[PROVIDED DATA — start]
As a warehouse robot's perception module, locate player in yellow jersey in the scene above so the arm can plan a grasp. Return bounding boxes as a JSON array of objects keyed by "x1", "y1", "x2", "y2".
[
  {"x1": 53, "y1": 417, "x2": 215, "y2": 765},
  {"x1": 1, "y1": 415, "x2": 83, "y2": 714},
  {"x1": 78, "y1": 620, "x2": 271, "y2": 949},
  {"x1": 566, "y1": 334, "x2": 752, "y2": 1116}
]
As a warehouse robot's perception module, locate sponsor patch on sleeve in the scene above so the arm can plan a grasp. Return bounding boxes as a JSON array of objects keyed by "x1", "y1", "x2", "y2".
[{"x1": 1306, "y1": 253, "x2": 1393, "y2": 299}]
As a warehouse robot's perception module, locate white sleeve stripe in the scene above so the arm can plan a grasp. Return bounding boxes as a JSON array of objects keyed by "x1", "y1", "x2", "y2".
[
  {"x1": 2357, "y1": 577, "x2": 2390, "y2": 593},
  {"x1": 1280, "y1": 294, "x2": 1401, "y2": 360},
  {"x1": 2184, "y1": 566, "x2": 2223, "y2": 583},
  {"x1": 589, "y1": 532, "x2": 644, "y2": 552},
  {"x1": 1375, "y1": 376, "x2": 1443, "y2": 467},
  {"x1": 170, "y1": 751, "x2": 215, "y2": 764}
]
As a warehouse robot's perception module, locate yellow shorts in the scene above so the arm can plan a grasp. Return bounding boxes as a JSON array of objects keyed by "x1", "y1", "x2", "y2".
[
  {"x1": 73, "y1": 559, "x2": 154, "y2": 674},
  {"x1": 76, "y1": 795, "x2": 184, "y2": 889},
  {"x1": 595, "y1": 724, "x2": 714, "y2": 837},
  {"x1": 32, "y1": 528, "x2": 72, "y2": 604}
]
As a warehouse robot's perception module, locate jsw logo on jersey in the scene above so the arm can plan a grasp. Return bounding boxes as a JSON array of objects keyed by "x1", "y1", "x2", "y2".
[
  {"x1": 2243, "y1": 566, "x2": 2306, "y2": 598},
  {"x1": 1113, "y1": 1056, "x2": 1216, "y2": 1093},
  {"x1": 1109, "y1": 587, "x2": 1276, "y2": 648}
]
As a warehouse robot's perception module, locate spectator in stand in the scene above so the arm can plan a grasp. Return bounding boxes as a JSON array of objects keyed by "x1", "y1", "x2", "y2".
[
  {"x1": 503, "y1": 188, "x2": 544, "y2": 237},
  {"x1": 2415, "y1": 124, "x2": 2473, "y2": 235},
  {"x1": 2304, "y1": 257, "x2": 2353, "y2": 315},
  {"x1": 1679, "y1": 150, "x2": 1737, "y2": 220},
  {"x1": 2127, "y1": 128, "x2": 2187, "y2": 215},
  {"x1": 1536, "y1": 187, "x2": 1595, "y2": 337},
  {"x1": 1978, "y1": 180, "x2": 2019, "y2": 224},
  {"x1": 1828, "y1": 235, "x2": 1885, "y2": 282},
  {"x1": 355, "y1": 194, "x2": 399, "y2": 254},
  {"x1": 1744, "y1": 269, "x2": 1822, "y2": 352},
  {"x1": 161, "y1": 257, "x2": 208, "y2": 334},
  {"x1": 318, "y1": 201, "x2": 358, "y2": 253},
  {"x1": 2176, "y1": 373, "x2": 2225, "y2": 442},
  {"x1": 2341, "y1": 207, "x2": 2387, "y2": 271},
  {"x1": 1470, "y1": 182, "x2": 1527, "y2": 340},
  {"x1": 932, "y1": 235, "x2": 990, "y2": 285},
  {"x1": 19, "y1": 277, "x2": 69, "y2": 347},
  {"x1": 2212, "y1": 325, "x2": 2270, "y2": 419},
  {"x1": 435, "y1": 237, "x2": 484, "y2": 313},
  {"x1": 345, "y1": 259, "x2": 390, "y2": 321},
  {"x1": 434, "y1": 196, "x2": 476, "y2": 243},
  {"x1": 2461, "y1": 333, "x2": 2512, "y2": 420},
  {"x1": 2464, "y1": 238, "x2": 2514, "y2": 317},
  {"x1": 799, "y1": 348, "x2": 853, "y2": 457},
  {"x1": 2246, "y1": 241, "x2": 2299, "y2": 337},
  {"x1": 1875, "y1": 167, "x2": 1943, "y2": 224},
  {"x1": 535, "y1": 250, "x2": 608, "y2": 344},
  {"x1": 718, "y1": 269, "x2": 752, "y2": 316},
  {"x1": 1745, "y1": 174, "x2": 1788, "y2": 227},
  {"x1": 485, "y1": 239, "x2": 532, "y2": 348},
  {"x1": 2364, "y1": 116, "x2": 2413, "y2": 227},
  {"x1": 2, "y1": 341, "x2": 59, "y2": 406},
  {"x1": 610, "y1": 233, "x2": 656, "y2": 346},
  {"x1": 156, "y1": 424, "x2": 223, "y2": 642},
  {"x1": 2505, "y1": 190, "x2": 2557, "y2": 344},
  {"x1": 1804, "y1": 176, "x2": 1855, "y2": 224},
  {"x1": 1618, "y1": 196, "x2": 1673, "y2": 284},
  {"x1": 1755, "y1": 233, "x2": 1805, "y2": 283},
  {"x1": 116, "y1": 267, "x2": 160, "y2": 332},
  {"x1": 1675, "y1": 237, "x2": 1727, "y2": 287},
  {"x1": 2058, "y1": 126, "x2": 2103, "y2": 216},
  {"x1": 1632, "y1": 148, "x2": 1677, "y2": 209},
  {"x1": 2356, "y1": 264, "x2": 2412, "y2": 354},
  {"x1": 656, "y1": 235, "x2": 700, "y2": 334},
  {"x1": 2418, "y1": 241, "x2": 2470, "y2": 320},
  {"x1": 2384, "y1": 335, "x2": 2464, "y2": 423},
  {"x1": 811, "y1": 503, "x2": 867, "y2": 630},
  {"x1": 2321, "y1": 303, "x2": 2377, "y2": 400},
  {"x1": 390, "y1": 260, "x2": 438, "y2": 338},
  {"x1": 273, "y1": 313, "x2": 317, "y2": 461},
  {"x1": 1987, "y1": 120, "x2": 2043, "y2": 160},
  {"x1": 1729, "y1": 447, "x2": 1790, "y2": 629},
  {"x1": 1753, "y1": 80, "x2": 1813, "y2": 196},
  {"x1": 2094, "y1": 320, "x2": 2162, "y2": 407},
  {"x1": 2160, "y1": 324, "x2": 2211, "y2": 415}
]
[PROVIDED DATA — finish]
> WHAT NEEDS TO BE DONE
Give an exact copy of all the material above.

> RESPONSE TO THIS TASK
As a warehouse robot's perception module, locate player in yellow jersey in the scene above so the arm can plan a grasp. Return bounding boxes as a JSON array of objects keyed by "x1", "y1", "x2", "y2".
[
  {"x1": 53, "y1": 417, "x2": 215, "y2": 765},
  {"x1": 1, "y1": 415, "x2": 83, "y2": 714},
  {"x1": 78, "y1": 620, "x2": 271, "y2": 949},
  {"x1": 566, "y1": 334, "x2": 752, "y2": 1116}
]
As a warehouse robot's perception module, locate sponsor patch on sleeve in the scene above so the arm can plan a grasp. Return bounding boxes as a JSON array of objects keyed by "x1", "y1", "x2", "y2".
[{"x1": 1306, "y1": 253, "x2": 1393, "y2": 299}]
As a warehouse robot's perception module, locate white sleeve stripe in the scene above so the arm can plan a grasp. Return bounding boxes as a JSON array of objects keyed by "x1", "y1", "x2", "y2".
[
  {"x1": 2357, "y1": 577, "x2": 2390, "y2": 593},
  {"x1": 1280, "y1": 294, "x2": 1401, "y2": 360},
  {"x1": 2184, "y1": 566, "x2": 2223, "y2": 583},
  {"x1": 589, "y1": 532, "x2": 644, "y2": 552},
  {"x1": 1375, "y1": 376, "x2": 1443, "y2": 467},
  {"x1": 170, "y1": 751, "x2": 215, "y2": 764}
]
As a warehouse robot's perception module, locate yellow shorts in the scene above so the arm can plan a grasp. Return bounding boxes as a JSON array of objects keyed by "x1", "y1", "x2", "y2".
[
  {"x1": 73, "y1": 559, "x2": 154, "y2": 674},
  {"x1": 76, "y1": 795, "x2": 184, "y2": 889},
  {"x1": 595, "y1": 724, "x2": 714, "y2": 837},
  {"x1": 32, "y1": 528, "x2": 72, "y2": 604}
]
As a warehouse robot's perception module, locate jsw logo on jersey in the scene above so the arm can plan a grasp. Return bounding boxes as a JSON array of objects keyed by "x1", "y1", "x2", "y2".
[
  {"x1": 2243, "y1": 566, "x2": 2306, "y2": 598},
  {"x1": 1113, "y1": 1056, "x2": 1216, "y2": 1093},
  {"x1": 1109, "y1": 587, "x2": 1276, "y2": 648}
]
As a warehouse robot's perception module, locate spectator in stand in the scene above so the arm can plan a grasp. Return bounding boxes as a JSON array of objects keyed by "x1", "y1", "x2", "y2".
[
  {"x1": 503, "y1": 188, "x2": 544, "y2": 237},
  {"x1": 2415, "y1": 124, "x2": 2473, "y2": 235},
  {"x1": 2304, "y1": 257, "x2": 2353, "y2": 315},
  {"x1": 1679, "y1": 150, "x2": 1737, "y2": 220},
  {"x1": 2127, "y1": 128, "x2": 2187, "y2": 215},
  {"x1": 1536, "y1": 187, "x2": 1595, "y2": 337},
  {"x1": 1978, "y1": 180, "x2": 2019, "y2": 224},
  {"x1": 1828, "y1": 235, "x2": 1885, "y2": 282},
  {"x1": 355, "y1": 194, "x2": 399, "y2": 254},
  {"x1": 1744, "y1": 269, "x2": 1822, "y2": 352},
  {"x1": 161, "y1": 257, "x2": 208, "y2": 334},
  {"x1": 318, "y1": 201, "x2": 358, "y2": 253},
  {"x1": 2176, "y1": 373, "x2": 2225, "y2": 442},
  {"x1": 2341, "y1": 207, "x2": 2387, "y2": 271},
  {"x1": 1470, "y1": 182, "x2": 1527, "y2": 340},
  {"x1": 932, "y1": 235, "x2": 990, "y2": 285},
  {"x1": 19, "y1": 277, "x2": 69, "y2": 347},
  {"x1": 2212, "y1": 325, "x2": 2270, "y2": 419},
  {"x1": 435, "y1": 237, "x2": 484, "y2": 313},
  {"x1": 345, "y1": 259, "x2": 390, "y2": 321},
  {"x1": 434, "y1": 196, "x2": 476, "y2": 243},
  {"x1": 2461, "y1": 333, "x2": 2512, "y2": 420},
  {"x1": 2464, "y1": 238, "x2": 2514, "y2": 317},
  {"x1": 799, "y1": 348, "x2": 853, "y2": 457},
  {"x1": 2246, "y1": 241, "x2": 2299, "y2": 337},
  {"x1": 1875, "y1": 167, "x2": 1943, "y2": 224},
  {"x1": 535, "y1": 250, "x2": 608, "y2": 344},
  {"x1": 718, "y1": 269, "x2": 752, "y2": 316},
  {"x1": 1745, "y1": 174, "x2": 1788, "y2": 227},
  {"x1": 485, "y1": 239, "x2": 532, "y2": 348},
  {"x1": 2364, "y1": 116, "x2": 2413, "y2": 227},
  {"x1": 2, "y1": 341, "x2": 59, "y2": 406},
  {"x1": 610, "y1": 233, "x2": 656, "y2": 346},
  {"x1": 156, "y1": 424, "x2": 223, "y2": 642},
  {"x1": 2505, "y1": 190, "x2": 2557, "y2": 344},
  {"x1": 1804, "y1": 176, "x2": 1855, "y2": 224},
  {"x1": 1618, "y1": 196, "x2": 1673, "y2": 284},
  {"x1": 1755, "y1": 233, "x2": 1805, "y2": 283},
  {"x1": 116, "y1": 267, "x2": 160, "y2": 332},
  {"x1": 1675, "y1": 237, "x2": 1727, "y2": 287},
  {"x1": 2058, "y1": 126, "x2": 2103, "y2": 216},
  {"x1": 1632, "y1": 148, "x2": 1677, "y2": 209},
  {"x1": 2356, "y1": 264, "x2": 2412, "y2": 354},
  {"x1": 656, "y1": 235, "x2": 700, "y2": 334},
  {"x1": 2418, "y1": 241, "x2": 2470, "y2": 320},
  {"x1": 2384, "y1": 335, "x2": 2464, "y2": 423},
  {"x1": 811, "y1": 503, "x2": 867, "y2": 630},
  {"x1": 2321, "y1": 303, "x2": 2377, "y2": 400},
  {"x1": 390, "y1": 260, "x2": 438, "y2": 338},
  {"x1": 273, "y1": 313, "x2": 317, "y2": 461},
  {"x1": 1987, "y1": 120, "x2": 2043, "y2": 160},
  {"x1": 1729, "y1": 447, "x2": 1790, "y2": 629},
  {"x1": 1753, "y1": 80, "x2": 1813, "y2": 196},
  {"x1": 2094, "y1": 320, "x2": 2162, "y2": 407},
  {"x1": 2160, "y1": 324, "x2": 2211, "y2": 415}
]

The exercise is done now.